◆ **Written problem**
Can you copy out word for word everything from the line containing "Each instance receives one keypoint. Mark the chin" down to the end of the records, both ends included?

Recorded data:
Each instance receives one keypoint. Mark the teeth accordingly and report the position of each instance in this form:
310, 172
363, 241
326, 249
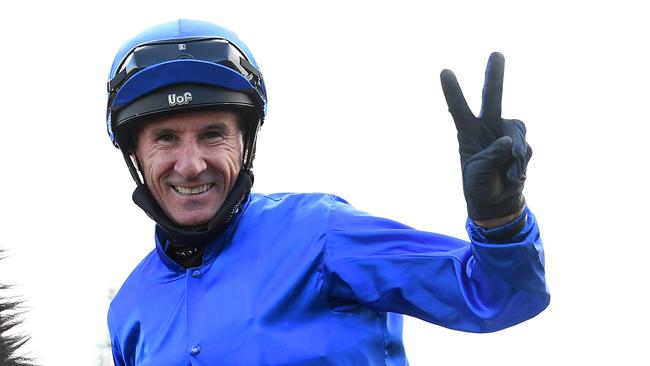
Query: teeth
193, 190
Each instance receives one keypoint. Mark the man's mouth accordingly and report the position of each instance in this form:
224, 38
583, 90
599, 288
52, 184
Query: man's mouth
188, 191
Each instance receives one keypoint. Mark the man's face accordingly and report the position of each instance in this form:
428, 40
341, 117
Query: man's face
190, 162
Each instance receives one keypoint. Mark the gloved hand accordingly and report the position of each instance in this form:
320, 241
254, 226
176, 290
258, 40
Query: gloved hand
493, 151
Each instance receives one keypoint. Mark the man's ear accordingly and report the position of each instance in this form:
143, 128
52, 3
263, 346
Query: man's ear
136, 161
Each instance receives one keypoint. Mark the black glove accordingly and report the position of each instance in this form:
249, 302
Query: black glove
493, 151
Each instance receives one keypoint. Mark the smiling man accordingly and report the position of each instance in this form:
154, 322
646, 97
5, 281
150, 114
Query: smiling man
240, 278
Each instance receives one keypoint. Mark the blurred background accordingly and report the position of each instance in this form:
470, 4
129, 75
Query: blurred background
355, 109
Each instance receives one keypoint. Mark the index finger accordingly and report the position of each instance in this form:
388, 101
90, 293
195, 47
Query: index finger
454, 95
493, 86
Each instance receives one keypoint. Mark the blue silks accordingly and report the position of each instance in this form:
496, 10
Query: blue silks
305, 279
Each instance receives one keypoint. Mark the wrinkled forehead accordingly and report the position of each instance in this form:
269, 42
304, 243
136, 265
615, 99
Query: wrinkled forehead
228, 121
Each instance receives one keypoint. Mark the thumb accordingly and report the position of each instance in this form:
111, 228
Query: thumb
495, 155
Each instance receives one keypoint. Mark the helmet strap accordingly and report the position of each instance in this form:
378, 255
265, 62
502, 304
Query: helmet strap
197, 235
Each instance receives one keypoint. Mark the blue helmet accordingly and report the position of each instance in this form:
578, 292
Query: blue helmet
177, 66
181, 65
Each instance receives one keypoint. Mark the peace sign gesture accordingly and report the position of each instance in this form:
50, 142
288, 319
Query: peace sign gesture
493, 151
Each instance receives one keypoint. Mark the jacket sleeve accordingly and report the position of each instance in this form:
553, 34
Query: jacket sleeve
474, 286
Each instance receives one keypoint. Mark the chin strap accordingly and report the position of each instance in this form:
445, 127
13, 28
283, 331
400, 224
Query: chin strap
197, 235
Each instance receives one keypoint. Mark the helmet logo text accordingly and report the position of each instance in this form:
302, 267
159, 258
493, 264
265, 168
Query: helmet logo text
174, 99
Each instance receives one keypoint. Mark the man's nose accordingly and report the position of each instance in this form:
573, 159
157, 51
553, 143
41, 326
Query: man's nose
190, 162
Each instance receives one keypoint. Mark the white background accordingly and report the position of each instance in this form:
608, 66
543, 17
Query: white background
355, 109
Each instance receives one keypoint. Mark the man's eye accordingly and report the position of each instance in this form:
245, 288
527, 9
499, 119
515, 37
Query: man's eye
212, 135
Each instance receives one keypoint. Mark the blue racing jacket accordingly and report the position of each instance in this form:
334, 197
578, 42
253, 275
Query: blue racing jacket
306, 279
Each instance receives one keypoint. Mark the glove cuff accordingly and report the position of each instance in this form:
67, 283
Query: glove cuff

◆ **Response for this exercise**
Each instance receives one keypoint. Mark the chin strap accordingly and report the position of each instance in this form:
445, 127
13, 28
283, 331
400, 224
Query: chin strap
197, 235
Each instance receives one keypoint. Mark the helmet logo text accordingly and report the position of each instance in this form:
302, 267
159, 258
493, 264
265, 168
Query: helmet logo text
174, 99
Each instance receives one keypoint. Mark the man's nose accordingly and report the position of each instance in this form:
573, 159
157, 51
553, 143
41, 326
Query: man's nose
190, 162
Each instance receives one keypoint. Mark the white background accordingly and report the position of each instance in this form:
608, 66
543, 17
Query: white background
355, 109
Each instance receives one keypoint. Mark the man's eye accordingly and report the position of each instance in this form:
245, 288
527, 9
499, 119
515, 37
Query: man's eye
212, 135
Each instance receives one keypoint. Mark the blue racing jacket accordingly and report the position of each instance in this form:
334, 197
578, 42
253, 275
Query: blue racing jacket
306, 279
Each instance receives one keypoint. Mark the glove cuff accordingly and report the position of each instance in this form:
67, 283
Query: glove cuff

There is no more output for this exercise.